Reproduce every line of the entries below verbatim, leaving out the pictures.

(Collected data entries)
>> BEGIN
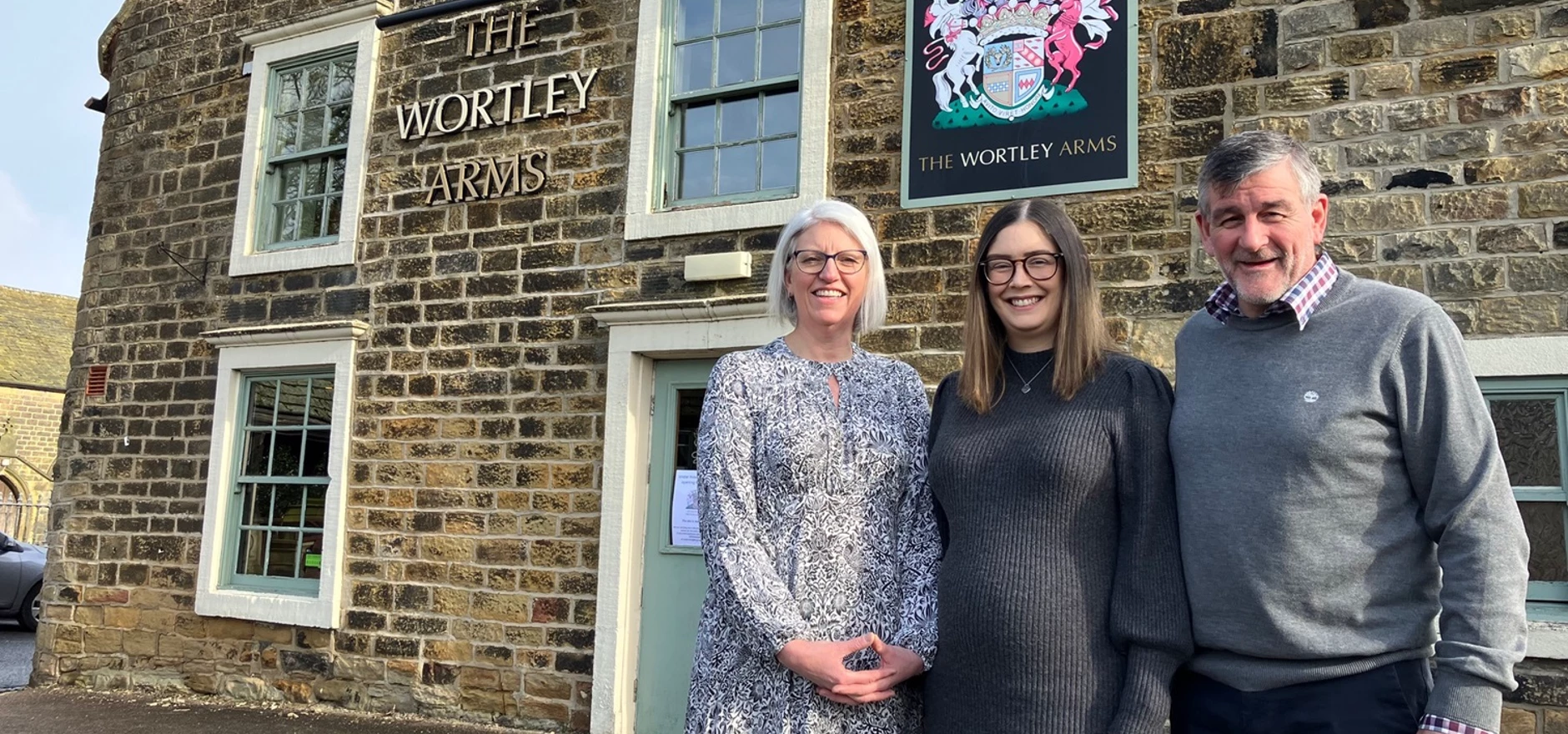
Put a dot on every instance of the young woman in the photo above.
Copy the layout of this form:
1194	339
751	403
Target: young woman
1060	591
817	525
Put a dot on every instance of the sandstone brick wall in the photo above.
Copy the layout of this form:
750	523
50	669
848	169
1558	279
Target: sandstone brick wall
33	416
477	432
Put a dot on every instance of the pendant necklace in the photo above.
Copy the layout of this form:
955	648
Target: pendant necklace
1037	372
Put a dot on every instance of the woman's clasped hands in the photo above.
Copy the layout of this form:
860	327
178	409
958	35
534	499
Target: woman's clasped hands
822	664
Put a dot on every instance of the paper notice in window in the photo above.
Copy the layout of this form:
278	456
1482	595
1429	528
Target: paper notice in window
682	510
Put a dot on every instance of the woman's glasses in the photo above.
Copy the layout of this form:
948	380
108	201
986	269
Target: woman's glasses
>> END
| Exercise response |
Put a dot on every instance of the young woman in the photo above.
Copy the layout of this form:
1194	339
751	403
Target: young woman
1060	591
817	525
Put a dot on every instance of the sandstone brick wall in the photo above.
Copy the layout of this form:
750	523
50	669
848	169
1558	279
Target: sandstone brick wall
33	416
477	432
Put a dot on every instance of the pendant necklace in the photo above.
Copy the layout of this form:
955	648
Target: pendant necklace
1037	372
Put a dot on every instance of the woman's clasped hands in the photo above.
Copy the layout of this form:
860	327
178	409
958	35
534	499
Target: woman's clasped hands
822	664
Put a dot on every instance of the paper notice in window in the photo above.
Copy the layout of this form:
278	456
1482	595
1429	528
Target: paper notice in window
682	510
Put a dot on every instance of the woman's glasses in the photo above.
Copy the layout of this form:
948	380
108	201
986	269
Target: woman's glasses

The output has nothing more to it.